◆ 抜粋本文:
┏━━

図2図2は、透明導電性シートの透明導電性膜の上にレジスト膜を形成した状態を示す平面図である。
【発明を実施するための形態】
【0017】
(レジスト組成物)
本発明のレジスト組成物は、無機粒子と、樹脂と、溶媒とを含んでいる。また、上記樹脂は、カルボキシル基又はアルキル基を含む熱可塑性樹脂であり、上記溶媒は、無極性溶媒又は非プロトン性極性溶媒を含み、上記無機粒子の含有量は、上記レジスト組成物に含まれる全固形成分の質量に対して30質量%以上50質量%以下であり、上記レジスト組成物に含まれる全固形成分の含有量は、上記レジスト組成物の全質量に対して30質量%以上50質量%以下であること特徴とする。
【0018】
本発明のレジスト組成物を用いることにより、高精度の導電パターンを有し、電気特性及び光学特性に優れた透明導電性パターンシートを提供できる。
【0019】
<無機粒子>
上記無機粒子としては特に限定されないが、例えば、シリカ、アルミナ、チタニア、マグネシア等を用いることができる。上記無機粒子は、その粒子表面に官能基として、例えば、ヒドロキシル基、アルキル基、パーフルオロ基等を有していてもよい。但し、後述する不活性剤が水溶性の場合には、上記無機粒子は、その表面の官能基としてアルキル基やパーフルオロ基等の疎水性官能基を有することが好ましい。上記官能基が親水性であると水溶性の不活性剤との親和性が高くなり、レジストの効果が消失してしまう可能性があるためである。
【0020】
上記無機粒子の平均粒子径は、0.05μm以下であることが好ましい。上記無機粒子の平均粒子径が0.05μmを超えるとチキソトロピー性が低下し、本発明のレジスト組成物の塗布時に液広がりが発生しやすくなり、ファインパターンが形成できない傾向にあるからである。本発明において無機粒子の平均粒子径は、透過型電子顕微鏡(TEM)又は走査型電子顕微鏡(SEM)により粒子像を撮影し、粒子100個の直径の算術平均値として算出するものとする。
【0021】
上記無機粒子の含有量は、上記レジスト組成物に含まれる全固形成分の質量に対して30質量%以上50質量%以下であることが必要である。上記無機粒子の含有量の範囲内であれば、レジスト膜の形成精度を高めることができる。
【0022】
<カルボキシル基又はアルキル基を含む熱可塑性樹脂>
上記カルボキシル基を有する熱可塑性樹脂としては特に限定されないが、例えば、カルボキシル基を有する、アクリル樹脂、ポリオレフィン、ポリスチレン、ABS樹脂、塩化ビニル樹脂等を用いることができる。

┗━━

◆ データ抜粋:

┏━━

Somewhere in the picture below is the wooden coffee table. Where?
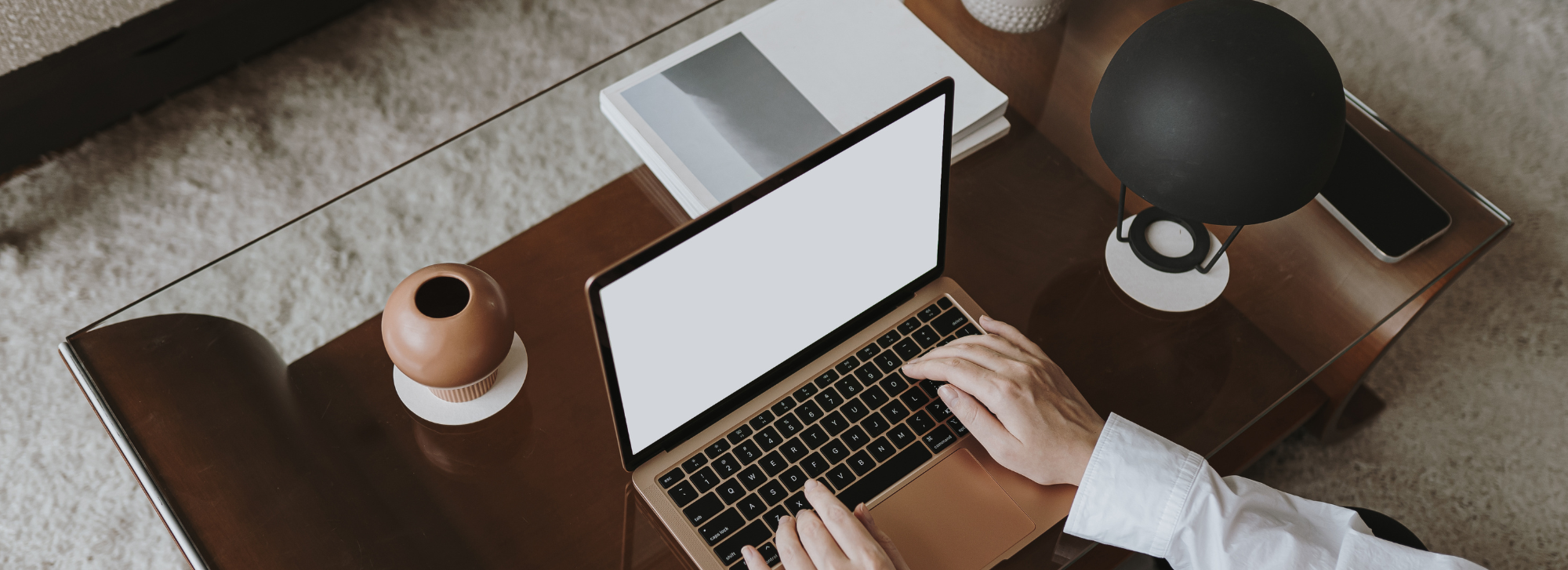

┗━━

◆ 課題:
[1] レジスト組成物の本文では、無機粒子の平均粒子径としてどの範囲が好ましいとしているか。
[2] レジスト組成物の本文を、最後の文の後から書き継ぐこと。
データ抜粋の行は使わなくてよい。

◆ 解答:
[1] 0.05μm以下。

[2]
【0023】
上記アルキル基を有する熱可塑性樹脂としても特に限定されないが、ポリイミド樹脂、アクリル樹脂、セルロース系樹脂、ポリエステル樹脂、フェノール系樹脂等を用いることができる。
【0024】
また、上記樹脂以外にも、カルボキシル基とアルキル基とを両方有する熱可塑性樹脂を用いることもできる。
【0025】
上記カルボキシル基又はアルキル基を含む熱可塑性樹脂を用いることにより、形成するレジスト膜と導電性膜との密着性が高まり、導電性膜とレジスト膜との間に後述する不活性剤が浸入することがなく、導電パターンを精度よく形成することができる。
【0026】
<溶媒>
上記溶媒としては、無極性溶媒又は非プロトン性極性溶媒のいずれかを含んでいればよい。上記無極性溶媒としては特に限定されないが、例えば、トルエン、ヘキサン、ベンゼン、テルペン系溶媒(例えば、ターピネオール)、酢酸エチル等を用いることができる。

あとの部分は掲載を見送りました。